**What is expected:** Put the lines of the entries into a numbered list, from the first line up to and including the line containing "ask: trace the outline of every instance of the sky", leaving out any blank lines.

**Records:**
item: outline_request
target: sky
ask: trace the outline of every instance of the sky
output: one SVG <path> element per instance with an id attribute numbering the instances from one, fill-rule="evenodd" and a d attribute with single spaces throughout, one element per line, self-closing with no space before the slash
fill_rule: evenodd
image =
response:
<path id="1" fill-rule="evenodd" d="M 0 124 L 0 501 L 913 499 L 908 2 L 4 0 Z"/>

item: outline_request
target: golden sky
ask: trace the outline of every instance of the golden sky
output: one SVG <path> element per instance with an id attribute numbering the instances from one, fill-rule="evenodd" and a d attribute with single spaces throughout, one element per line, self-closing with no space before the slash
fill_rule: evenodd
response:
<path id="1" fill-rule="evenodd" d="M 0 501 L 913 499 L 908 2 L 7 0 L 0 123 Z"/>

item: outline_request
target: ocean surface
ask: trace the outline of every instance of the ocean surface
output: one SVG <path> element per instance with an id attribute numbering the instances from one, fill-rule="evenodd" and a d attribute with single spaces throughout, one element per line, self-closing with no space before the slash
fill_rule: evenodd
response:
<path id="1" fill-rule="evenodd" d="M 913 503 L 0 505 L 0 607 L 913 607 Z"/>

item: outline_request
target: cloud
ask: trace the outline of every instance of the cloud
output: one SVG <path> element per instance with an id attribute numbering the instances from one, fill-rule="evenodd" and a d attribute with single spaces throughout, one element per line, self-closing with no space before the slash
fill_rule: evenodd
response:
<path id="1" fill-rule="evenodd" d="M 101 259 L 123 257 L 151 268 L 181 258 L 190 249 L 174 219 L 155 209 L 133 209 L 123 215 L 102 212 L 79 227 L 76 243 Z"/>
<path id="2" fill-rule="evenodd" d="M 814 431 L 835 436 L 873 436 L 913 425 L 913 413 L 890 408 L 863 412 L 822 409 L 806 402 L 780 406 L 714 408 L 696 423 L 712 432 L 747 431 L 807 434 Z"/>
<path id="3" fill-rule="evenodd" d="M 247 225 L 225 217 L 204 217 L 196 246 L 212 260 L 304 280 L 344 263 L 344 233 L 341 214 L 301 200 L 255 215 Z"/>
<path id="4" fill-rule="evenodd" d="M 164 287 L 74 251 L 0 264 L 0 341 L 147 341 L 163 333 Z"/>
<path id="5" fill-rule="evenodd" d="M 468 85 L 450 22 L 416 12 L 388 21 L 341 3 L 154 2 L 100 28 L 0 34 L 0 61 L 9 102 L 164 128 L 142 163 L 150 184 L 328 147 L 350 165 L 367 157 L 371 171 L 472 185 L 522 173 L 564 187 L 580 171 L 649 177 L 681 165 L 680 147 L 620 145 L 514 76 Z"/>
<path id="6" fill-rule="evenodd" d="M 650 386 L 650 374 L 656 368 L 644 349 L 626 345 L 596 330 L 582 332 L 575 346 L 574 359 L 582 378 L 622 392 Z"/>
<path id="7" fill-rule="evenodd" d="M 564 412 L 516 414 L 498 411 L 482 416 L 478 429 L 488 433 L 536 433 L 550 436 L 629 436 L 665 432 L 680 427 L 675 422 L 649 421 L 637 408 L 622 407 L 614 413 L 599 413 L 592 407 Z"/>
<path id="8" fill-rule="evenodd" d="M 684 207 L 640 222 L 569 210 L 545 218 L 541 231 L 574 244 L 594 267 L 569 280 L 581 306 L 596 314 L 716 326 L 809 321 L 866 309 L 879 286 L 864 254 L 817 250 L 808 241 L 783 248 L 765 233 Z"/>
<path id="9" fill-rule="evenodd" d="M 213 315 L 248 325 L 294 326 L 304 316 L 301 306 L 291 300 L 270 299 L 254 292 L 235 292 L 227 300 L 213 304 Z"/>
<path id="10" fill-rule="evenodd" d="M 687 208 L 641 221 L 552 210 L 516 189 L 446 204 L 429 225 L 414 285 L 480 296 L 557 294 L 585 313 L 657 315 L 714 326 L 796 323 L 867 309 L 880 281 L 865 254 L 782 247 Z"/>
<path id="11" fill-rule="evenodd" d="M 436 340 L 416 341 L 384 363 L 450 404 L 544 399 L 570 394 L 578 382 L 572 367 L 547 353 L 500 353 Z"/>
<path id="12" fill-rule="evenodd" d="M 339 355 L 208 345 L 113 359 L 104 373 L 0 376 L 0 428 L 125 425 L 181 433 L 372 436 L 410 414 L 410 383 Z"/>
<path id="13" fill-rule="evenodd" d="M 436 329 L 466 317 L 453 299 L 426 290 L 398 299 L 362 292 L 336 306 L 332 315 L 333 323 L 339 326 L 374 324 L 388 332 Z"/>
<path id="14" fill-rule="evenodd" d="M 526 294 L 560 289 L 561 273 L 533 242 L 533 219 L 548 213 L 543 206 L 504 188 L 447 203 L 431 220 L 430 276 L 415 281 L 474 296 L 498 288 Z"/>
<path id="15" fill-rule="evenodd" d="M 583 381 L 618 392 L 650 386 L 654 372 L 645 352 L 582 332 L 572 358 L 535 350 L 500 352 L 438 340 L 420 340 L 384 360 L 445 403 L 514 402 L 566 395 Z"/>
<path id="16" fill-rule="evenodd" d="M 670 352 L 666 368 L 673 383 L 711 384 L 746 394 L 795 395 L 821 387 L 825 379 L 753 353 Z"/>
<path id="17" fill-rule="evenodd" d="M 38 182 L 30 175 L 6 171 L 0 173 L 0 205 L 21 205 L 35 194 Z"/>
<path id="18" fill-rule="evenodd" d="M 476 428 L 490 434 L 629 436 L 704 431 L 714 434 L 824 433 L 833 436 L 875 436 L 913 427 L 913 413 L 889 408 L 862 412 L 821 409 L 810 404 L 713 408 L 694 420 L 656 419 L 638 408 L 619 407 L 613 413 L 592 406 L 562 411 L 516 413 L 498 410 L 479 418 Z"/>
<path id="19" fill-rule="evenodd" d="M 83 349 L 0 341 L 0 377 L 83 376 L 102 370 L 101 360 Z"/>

**Complete output:**
1. item: outline_request
2. target: sky
3. ask: trace the outline of every instance of the sky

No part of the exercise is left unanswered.